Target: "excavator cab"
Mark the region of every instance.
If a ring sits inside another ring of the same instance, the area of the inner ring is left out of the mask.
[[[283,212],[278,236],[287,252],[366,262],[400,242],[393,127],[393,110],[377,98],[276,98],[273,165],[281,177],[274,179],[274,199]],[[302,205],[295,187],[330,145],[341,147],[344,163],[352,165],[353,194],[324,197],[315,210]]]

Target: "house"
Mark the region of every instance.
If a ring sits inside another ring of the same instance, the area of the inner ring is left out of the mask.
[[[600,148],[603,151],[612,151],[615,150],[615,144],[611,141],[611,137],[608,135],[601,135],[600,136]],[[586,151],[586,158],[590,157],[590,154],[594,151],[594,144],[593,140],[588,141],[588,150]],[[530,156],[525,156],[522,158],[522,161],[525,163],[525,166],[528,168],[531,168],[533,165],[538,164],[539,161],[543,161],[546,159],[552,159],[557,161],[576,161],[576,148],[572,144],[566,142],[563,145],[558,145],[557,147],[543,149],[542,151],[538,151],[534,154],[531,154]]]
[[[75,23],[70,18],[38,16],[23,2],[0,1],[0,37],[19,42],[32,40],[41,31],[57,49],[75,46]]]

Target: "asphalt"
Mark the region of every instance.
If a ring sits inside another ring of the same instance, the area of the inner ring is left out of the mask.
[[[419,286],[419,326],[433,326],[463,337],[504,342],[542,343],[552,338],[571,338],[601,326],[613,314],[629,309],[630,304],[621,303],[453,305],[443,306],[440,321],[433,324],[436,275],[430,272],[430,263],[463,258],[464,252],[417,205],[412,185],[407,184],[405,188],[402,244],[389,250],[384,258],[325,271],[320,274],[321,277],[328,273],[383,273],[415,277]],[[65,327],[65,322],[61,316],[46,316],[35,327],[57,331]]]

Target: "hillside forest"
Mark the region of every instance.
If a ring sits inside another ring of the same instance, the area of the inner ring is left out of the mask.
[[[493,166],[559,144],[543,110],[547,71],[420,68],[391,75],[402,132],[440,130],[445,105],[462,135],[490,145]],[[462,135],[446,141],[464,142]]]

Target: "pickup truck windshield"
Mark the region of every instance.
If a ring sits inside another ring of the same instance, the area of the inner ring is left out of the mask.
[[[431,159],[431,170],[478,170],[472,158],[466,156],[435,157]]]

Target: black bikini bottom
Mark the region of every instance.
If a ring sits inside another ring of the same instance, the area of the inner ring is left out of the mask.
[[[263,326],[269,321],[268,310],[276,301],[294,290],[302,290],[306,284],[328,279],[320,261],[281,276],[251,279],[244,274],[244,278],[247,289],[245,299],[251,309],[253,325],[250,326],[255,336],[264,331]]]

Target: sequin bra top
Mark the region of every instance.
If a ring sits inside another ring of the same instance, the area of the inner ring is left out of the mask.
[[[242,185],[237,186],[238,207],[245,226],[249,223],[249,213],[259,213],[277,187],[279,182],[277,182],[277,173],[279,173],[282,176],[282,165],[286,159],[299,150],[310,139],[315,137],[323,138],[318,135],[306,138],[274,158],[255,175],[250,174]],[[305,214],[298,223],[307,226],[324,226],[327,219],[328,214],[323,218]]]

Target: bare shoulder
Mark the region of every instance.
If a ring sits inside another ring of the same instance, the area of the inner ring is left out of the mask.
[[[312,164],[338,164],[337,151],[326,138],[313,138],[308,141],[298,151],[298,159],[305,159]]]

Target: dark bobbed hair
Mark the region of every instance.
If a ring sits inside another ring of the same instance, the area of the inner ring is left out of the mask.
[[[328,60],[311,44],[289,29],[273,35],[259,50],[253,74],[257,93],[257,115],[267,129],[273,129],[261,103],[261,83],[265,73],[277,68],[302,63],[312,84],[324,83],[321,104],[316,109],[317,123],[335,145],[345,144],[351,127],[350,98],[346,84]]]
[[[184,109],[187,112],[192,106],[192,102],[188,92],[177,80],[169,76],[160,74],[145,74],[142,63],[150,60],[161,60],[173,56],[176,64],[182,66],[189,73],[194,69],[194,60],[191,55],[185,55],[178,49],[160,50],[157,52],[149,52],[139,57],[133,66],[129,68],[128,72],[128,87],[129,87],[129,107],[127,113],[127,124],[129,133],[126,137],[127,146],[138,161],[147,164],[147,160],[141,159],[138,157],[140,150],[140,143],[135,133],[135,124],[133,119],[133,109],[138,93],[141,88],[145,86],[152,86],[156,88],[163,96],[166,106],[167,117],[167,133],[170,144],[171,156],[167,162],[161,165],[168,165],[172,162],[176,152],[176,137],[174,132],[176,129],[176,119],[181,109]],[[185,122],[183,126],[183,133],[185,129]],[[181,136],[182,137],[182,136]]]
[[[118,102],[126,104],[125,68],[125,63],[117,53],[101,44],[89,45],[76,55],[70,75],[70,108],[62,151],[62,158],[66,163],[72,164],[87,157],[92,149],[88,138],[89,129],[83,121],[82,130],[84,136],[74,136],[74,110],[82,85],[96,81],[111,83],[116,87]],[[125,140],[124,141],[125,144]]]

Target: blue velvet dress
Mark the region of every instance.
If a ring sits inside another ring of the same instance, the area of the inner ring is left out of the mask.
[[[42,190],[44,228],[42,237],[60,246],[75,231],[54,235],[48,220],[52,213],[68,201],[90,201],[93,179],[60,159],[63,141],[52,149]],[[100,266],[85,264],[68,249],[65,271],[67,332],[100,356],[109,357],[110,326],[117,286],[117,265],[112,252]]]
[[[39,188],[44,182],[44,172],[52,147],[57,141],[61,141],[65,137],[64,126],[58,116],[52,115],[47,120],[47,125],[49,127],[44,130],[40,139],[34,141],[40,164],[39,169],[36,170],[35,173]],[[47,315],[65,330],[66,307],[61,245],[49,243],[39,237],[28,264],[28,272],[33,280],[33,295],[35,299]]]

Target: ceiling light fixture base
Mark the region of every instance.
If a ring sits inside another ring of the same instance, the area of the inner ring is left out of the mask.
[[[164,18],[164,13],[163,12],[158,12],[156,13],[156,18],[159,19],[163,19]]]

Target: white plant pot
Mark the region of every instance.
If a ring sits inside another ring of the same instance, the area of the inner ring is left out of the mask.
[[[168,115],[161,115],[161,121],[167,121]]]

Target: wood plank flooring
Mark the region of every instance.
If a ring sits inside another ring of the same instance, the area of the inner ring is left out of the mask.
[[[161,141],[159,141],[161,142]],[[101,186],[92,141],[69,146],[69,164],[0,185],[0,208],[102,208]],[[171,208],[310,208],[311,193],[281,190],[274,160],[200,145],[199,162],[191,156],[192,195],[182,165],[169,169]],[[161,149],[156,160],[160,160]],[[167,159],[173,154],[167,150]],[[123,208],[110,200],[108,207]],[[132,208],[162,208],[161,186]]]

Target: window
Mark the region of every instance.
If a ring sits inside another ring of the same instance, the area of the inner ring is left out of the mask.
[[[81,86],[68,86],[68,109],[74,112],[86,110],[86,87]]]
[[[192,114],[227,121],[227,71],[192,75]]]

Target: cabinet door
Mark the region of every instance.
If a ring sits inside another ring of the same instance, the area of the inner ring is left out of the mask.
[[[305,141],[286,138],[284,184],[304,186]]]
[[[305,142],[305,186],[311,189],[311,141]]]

※ ※ ※

» **WHAT YOU SHOULD DO**
Return every row above word for word, with nothing added, dropped, or changed.

» **ANSWER TO THIS PROBLEM**
Target: "excavator cab"
Mark the region of every instance.
If a ring sits inside another ring of the same instance, the area of the inner ring is left out of the mask.
[[[283,212],[278,236],[287,252],[366,262],[400,242],[393,127],[393,110],[377,98],[276,98],[273,165],[281,177],[274,179],[274,199]],[[302,205],[295,187],[330,145],[341,147],[344,163],[352,165],[353,194],[324,197],[315,210]]]

Target: "house"
Mark the region of every instance.
If a ring sits inside another ring of the same instance, the area of the inner ring is left out of the mask.
[[[600,148],[603,151],[612,151],[615,150],[615,144],[611,141],[611,137],[608,135],[601,135],[600,136]],[[586,151],[586,158],[590,157],[590,154],[594,151],[594,144],[593,140],[588,141],[588,150]],[[530,156],[525,156],[522,158],[522,161],[525,163],[525,166],[528,168],[531,168],[533,165],[538,164],[539,161],[543,161],[546,159],[552,159],[557,161],[576,161],[576,148],[572,144],[566,142],[563,145],[558,145],[557,147],[543,149],[542,151],[538,151],[534,154],[531,154]]]
[[[75,23],[70,18],[38,16],[23,2],[0,1],[0,37],[19,42],[32,40],[41,31],[57,49],[75,46]]]

Target: "asphalt"
Mark the region of every instance.
If a ring sits inside another ring of the same instance, the area of the inner ring is left out of the mask.
[[[419,286],[419,326],[433,326],[463,337],[504,342],[542,343],[552,338],[571,338],[601,326],[613,314],[629,309],[630,304],[621,303],[453,305],[443,306],[440,321],[433,324],[436,275],[430,272],[430,263],[463,258],[464,252],[417,205],[412,185],[407,184],[405,188],[402,244],[389,250],[384,258],[325,271],[320,274],[321,277],[328,273],[383,273],[415,277]],[[65,327],[65,322],[61,316],[46,316],[35,327],[57,331]]]

Target: "hillside forest"
Mark the region of every instance.
If a ring sits inside another ring of the same instance, the area of the inner ring is left out of the mask.
[[[493,166],[559,144],[543,110],[547,71],[420,68],[391,75],[402,132],[440,130],[445,105],[462,135],[490,145]],[[462,135],[446,141],[464,142]]]

Target: "pickup truck windshield"
Mark the region of every instance.
If a ring sits inside another ring of the same instance, the area of the inner ring is left out of the mask.
[[[431,159],[431,170],[478,170],[472,158],[466,156],[435,157]]]

Target: black bikini bottom
Mark the region of every instance.
If a ring sits inside another ring of the same instance, the area of the inner ring is left out of the mask.
[[[263,326],[269,321],[268,310],[276,301],[294,290],[302,290],[306,284],[328,279],[320,261],[281,276],[251,279],[244,274],[244,278],[247,289],[245,299],[251,309],[253,325],[250,326],[255,336],[264,331]]]

Target: sequin bra top
Mark the region of every instance.
If a ring sits inside another ring of the same instance, the area of the inner ring is left out of the mask.
[[[242,185],[237,186],[238,207],[245,226],[249,223],[249,213],[259,213],[277,187],[279,182],[277,182],[277,173],[279,173],[282,176],[282,165],[286,159],[299,150],[310,139],[315,137],[323,138],[318,135],[306,138],[274,158],[255,175],[250,174]],[[305,214],[298,223],[307,226],[324,226],[327,219],[328,214],[323,218]]]

Target: bare shoulder
Mark the region of every instance.
If a ring sits inside another ring of the same instance, the area of the inner ring is left out of the mask.
[[[312,164],[338,164],[337,151],[326,138],[313,138],[308,141],[298,151],[298,159],[305,159]]]

Target: dark bobbed hair
Mark the region of every instance.
If a ring sits inside another ring of the same instance, the area of the inner ring is left out of the mask.
[[[328,60],[311,44],[289,29],[273,35],[259,50],[253,74],[257,93],[257,115],[267,129],[273,129],[261,103],[261,83],[265,73],[277,68],[302,63],[312,84],[324,83],[321,104],[316,109],[317,123],[335,145],[345,144],[351,127],[350,98],[346,84]]]
[[[184,109],[187,112],[192,106],[192,102],[188,92],[177,80],[169,76],[160,74],[145,74],[142,63],[150,60],[161,60],[173,56],[176,64],[182,66],[189,73],[194,69],[194,60],[191,55],[185,55],[178,49],[160,50],[157,52],[149,52],[139,57],[133,66],[129,68],[128,72],[128,87],[129,87],[129,107],[127,113],[127,124],[129,133],[126,137],[127,146],[138,161],[147,164],[147,160],[141,159],[138,157],[140,150],[140,143],[135,133],[135,124],[133,119],[133,109],[138,93],[141,88],[145,86],[152,86],[156,88],[163,96],[166,106],[167,117],[167,133],[170,144],[171,156],[167,162],[161,165],[168,165],[172,162],[176,152],[176,137],[174,132],[176,129],[176,119],[181,109]],[[185,122],[183,126],[183,133],[185,129]],[[181,136],[182,137],[182,136]]]
[[[118,102],[126,104],[125,68],[125,63],[117,53],[101,44],[89,45],[76,55],[70,75],[70,108],[62,151],[62,158],[66,163],[72,164],[87,157],[92,149],[88,138],[89,129],[83,121],[82,130],[84,136],[74,136],[74,110],[82,85],[96,81],[111,83],[116,87]],[[125,140],[124,141],[125,144]]]

Target: blue velvet dress
Mark the region of every instance.
If a ring sits inside another ring of the same instance, the area of the inner ring is left out of the mask.
[[[42,190],[44,228],[42,237],[60,246],[75,231],[54,235],[48,220],[52,213],[68,201],[90,201],[93,179],[60,159],[63,141],[52,149]],[[100,266],[85,264],[68,249],[65,271],[67,332],[100,356],[109,357],[110,326],[117,286],[117,265],[112,252]]]
[[[39,188],[44,182],[44,172],[52,147],[57,141],[61,141],[65,137],[64,126],[58,116],[52,115],[47,120],[47,125],[49,127],[44,130],[40,139],[34,141],[40,164],[39,169],[36,170],[35,173]],[[47,315],[65,330],[66,307],[61,245],[49,243],[39,237],[28,264],[28,272],[33,280],[33,295],[35,299]]]

Target: ceiling light fixture base
Mark the region of every instance.
If a ring sits inside another ring of the same instance, the area of the inner ring is left out of the mask.
[[[164,18],[164,13],[163,12],[158,12],[156,13],[156,18],[159,19],[163,19]]]

Target: white plant pot
Mark the region of every instance.
If a ring sits inside another ring of the same instance, the area of the inner ring is left out of the mask.
[[[168,115],[161,115],[161,121],[167,121]]]

Target: wood plank flooring
Mark the region of every instance.
If a ring sits inside another ring of the same instance, the area of the inner ring is left out of the mask.
[[[161,141],[159,141],[161,142]],[[101,186],[92,141],[69,146],[69,164],[0,185],[0,208],[102,208]],[[171,208],[310,208],[311,193],[281,190],[274,160],[200,145],[199,162],[191,156],[192,195],[182,165],[169,169]],[[161,149],[156,160],[160,160]],[[167,159],[173,154],[167,150]],[[123,208],[110,200],[108,207]],[[132,208],[162,208],[161,186]]]

Target: window
Mark the region of every instance.
If a ring sits inside another ring of the same instance, the area of the inner ring is left out of the mask.
[[[81,86],[68,86],[68,109],[74,112],[86,110],[86,87]]]
[[[192,114],[227,121],[227,71],[192,75]]]

Target: cabinet door
Mark the region of every instance.
If a ring sits inside another ring of the same instance, the area of the inner ring is left out of the mask.
[[[305,141],[286,138],[284,184],[304,186]]]
[[[305,142],[305,186],[311,189],[311,141]]]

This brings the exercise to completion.